* **Goal**
How many lines of the entries below contain the string "gangway"? Give only the number.

* **Supplied records**
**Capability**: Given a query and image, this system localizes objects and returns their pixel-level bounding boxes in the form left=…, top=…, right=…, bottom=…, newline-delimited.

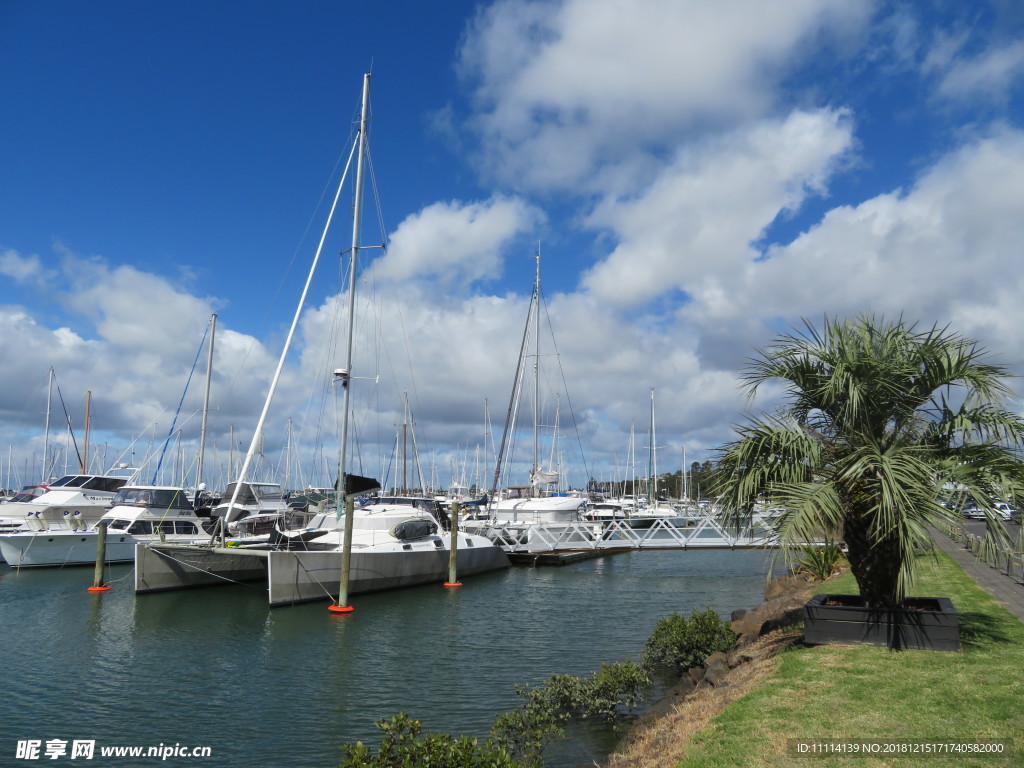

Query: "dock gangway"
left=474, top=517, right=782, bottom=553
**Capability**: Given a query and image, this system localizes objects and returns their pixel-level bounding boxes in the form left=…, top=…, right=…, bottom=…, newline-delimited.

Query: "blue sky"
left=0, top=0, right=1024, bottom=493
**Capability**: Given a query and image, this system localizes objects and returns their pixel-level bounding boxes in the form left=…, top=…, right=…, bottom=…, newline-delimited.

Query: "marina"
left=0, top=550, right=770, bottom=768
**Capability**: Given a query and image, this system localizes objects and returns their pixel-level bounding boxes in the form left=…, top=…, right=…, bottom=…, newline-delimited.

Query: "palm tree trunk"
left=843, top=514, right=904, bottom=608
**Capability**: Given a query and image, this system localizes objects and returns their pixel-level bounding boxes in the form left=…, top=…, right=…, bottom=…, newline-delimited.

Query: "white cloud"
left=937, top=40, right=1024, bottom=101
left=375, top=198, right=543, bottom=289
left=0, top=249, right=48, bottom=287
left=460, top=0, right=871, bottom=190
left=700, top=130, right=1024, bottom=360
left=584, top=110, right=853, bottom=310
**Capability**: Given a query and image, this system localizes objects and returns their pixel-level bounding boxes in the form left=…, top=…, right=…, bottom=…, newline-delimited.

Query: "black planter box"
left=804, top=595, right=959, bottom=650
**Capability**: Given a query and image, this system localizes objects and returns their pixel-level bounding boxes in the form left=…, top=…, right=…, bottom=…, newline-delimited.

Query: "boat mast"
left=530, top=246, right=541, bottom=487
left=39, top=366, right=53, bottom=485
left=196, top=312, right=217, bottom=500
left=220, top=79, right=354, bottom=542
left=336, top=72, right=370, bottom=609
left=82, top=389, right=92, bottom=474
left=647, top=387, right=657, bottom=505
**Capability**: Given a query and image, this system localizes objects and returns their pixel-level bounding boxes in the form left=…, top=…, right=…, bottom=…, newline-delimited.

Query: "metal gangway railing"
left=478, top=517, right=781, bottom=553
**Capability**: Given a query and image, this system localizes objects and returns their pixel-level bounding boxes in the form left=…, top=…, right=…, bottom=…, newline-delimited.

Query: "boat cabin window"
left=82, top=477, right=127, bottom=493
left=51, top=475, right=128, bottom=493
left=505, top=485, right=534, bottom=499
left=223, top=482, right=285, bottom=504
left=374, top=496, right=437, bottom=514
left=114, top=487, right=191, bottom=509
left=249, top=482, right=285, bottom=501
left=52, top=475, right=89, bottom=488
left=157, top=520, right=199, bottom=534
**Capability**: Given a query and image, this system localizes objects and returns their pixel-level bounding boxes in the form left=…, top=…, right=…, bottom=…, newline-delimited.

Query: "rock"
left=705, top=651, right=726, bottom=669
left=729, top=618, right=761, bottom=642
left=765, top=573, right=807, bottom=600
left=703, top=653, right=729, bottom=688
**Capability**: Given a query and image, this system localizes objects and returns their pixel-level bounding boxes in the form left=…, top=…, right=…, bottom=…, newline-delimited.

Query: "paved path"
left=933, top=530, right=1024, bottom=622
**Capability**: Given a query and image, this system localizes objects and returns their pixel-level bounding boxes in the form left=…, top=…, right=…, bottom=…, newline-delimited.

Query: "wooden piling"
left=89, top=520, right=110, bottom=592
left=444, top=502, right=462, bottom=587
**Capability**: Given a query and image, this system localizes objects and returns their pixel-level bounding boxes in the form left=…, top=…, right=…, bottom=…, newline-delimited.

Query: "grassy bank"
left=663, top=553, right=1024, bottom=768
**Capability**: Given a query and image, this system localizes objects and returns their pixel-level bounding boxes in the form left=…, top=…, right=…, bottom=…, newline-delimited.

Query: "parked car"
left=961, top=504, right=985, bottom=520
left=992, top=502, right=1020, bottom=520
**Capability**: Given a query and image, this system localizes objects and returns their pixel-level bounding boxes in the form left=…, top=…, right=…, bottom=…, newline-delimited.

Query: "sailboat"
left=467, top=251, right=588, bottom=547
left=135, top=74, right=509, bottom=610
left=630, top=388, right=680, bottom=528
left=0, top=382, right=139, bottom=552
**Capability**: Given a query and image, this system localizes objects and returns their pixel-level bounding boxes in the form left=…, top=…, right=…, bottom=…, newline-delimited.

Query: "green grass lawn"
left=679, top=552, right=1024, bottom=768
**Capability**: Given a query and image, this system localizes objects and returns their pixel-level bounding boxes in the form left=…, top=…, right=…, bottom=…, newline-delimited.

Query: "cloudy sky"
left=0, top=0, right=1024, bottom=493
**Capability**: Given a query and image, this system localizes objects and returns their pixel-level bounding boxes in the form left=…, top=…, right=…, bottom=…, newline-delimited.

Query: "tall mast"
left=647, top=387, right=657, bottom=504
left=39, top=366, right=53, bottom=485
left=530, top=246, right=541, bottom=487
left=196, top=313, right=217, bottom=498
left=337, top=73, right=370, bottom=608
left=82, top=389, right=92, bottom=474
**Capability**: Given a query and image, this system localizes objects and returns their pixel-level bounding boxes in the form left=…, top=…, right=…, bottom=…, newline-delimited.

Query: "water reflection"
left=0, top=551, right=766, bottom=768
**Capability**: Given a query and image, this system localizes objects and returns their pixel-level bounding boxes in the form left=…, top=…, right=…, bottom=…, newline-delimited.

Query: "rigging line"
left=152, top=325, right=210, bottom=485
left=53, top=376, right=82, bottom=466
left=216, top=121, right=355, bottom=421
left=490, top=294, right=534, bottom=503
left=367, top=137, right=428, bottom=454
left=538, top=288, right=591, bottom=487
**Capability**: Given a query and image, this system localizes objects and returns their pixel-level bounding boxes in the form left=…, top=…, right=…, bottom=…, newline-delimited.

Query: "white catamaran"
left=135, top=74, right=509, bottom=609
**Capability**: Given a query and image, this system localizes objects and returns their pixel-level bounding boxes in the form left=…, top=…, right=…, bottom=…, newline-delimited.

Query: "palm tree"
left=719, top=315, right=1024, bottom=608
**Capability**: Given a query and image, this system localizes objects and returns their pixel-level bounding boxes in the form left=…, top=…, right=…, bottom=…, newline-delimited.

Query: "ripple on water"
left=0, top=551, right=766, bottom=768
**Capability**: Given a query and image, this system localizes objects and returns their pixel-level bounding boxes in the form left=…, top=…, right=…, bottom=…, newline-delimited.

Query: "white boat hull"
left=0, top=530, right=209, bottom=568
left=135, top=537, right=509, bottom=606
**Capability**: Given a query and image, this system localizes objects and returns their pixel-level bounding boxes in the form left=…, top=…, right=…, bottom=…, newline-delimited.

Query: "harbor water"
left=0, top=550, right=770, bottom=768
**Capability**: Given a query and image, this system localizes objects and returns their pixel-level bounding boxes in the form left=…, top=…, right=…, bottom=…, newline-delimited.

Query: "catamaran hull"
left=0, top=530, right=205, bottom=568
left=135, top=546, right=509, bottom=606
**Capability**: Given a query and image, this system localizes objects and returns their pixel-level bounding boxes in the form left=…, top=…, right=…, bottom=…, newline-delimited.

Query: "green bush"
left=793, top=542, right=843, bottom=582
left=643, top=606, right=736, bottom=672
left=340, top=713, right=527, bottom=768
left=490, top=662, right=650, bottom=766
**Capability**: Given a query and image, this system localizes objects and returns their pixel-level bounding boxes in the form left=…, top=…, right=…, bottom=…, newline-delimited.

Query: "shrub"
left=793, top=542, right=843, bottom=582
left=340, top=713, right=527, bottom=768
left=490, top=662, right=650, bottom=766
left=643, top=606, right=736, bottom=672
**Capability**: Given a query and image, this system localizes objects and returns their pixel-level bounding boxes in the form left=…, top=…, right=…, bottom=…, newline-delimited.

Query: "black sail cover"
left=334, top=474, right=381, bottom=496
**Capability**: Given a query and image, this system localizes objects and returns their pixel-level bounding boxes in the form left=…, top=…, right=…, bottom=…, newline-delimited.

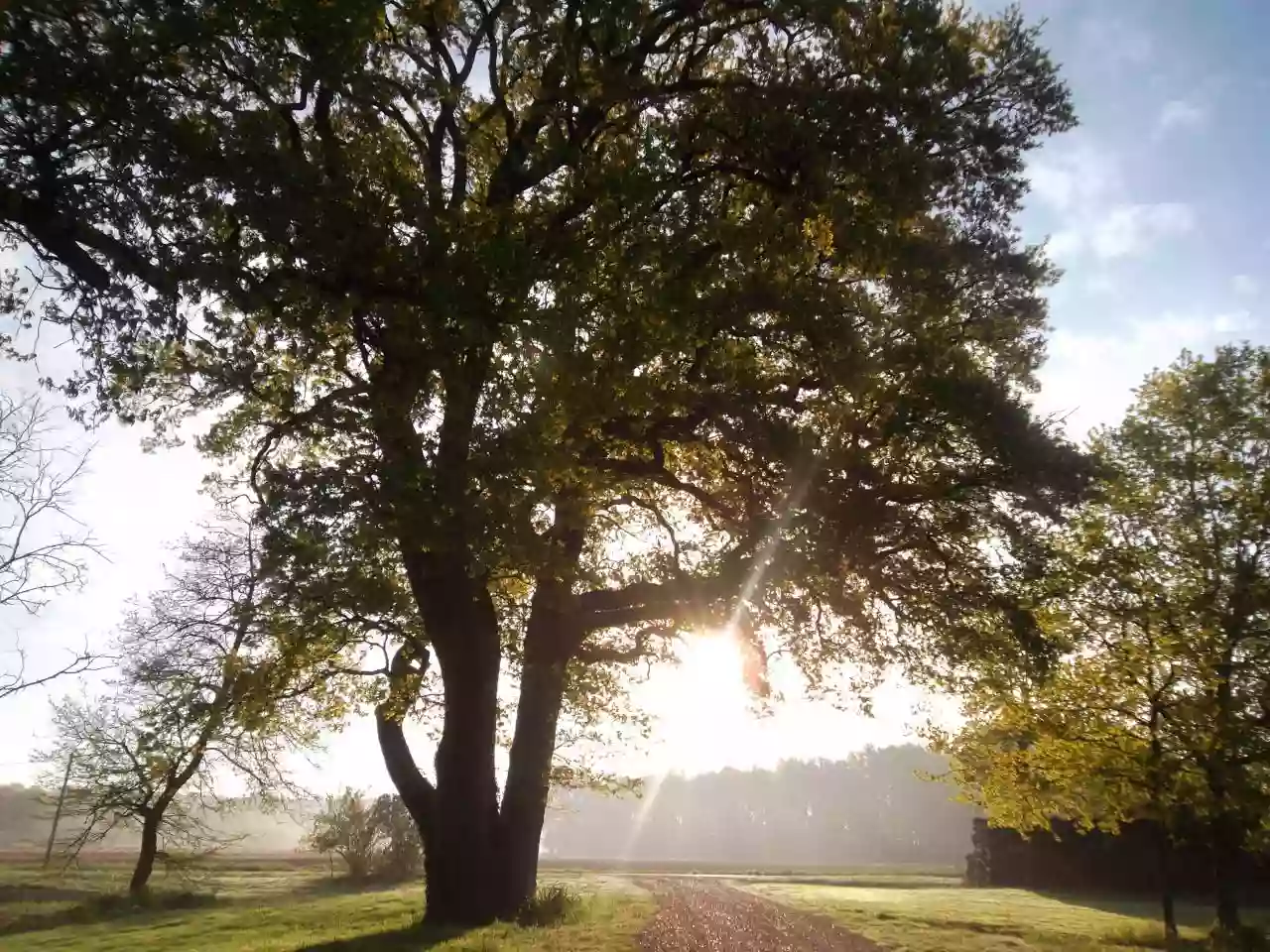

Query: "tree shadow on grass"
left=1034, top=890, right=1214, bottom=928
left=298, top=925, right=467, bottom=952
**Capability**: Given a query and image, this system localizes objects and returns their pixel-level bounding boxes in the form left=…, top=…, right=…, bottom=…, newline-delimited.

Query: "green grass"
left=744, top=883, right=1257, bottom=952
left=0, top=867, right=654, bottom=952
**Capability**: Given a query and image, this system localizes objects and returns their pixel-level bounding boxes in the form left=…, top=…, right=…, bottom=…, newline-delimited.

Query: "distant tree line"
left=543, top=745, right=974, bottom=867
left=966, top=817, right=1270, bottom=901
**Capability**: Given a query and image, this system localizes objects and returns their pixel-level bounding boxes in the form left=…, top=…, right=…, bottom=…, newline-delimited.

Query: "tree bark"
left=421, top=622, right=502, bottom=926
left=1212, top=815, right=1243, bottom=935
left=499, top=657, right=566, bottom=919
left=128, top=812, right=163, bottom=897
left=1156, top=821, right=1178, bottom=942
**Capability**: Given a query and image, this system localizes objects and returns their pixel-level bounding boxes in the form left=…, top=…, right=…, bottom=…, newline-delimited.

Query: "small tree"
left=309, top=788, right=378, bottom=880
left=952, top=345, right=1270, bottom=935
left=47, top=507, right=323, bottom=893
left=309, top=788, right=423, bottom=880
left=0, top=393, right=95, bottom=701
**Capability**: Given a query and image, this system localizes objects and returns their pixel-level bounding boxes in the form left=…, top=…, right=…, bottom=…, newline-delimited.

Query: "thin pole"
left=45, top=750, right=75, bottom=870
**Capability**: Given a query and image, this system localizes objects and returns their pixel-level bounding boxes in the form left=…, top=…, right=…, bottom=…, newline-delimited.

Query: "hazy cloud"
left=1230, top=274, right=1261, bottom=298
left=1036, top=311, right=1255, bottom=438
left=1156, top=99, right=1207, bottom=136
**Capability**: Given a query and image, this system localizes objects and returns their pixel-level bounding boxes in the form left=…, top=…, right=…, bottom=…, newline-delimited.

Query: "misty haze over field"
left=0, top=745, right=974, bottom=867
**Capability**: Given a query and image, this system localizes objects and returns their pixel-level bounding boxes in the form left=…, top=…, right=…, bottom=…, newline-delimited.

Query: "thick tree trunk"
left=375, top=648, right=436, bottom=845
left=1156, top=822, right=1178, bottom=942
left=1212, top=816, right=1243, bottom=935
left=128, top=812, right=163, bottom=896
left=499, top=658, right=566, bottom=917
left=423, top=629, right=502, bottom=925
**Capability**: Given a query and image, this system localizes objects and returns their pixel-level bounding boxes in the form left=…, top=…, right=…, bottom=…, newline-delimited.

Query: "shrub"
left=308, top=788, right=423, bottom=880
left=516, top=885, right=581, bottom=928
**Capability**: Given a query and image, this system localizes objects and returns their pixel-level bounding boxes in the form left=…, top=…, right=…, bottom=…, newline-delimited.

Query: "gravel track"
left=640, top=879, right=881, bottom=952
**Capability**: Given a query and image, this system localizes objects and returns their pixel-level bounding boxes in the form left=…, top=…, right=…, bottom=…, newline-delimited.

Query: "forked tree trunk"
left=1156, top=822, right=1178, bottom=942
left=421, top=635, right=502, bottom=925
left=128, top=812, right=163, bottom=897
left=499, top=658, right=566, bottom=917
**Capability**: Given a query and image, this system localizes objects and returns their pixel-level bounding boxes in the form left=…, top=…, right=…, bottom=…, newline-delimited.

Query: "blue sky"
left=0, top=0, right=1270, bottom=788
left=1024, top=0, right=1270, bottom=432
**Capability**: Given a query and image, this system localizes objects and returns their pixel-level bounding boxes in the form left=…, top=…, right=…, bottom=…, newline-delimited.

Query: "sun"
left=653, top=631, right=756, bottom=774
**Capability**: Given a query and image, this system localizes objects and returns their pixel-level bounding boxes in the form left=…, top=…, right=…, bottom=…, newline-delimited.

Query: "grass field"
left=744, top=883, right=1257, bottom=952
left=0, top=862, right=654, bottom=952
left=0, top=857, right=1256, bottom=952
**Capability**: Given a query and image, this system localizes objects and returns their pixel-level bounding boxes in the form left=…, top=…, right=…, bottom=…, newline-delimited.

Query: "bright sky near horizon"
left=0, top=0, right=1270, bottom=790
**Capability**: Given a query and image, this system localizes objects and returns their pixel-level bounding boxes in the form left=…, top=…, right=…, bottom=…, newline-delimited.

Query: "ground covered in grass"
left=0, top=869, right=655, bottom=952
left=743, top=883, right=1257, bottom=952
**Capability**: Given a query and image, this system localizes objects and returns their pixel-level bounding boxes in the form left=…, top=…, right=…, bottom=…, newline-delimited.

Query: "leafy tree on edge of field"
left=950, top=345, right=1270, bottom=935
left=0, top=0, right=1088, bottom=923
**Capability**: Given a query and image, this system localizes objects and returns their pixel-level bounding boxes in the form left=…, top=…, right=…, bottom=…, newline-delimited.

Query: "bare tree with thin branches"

* **Output for this task**
2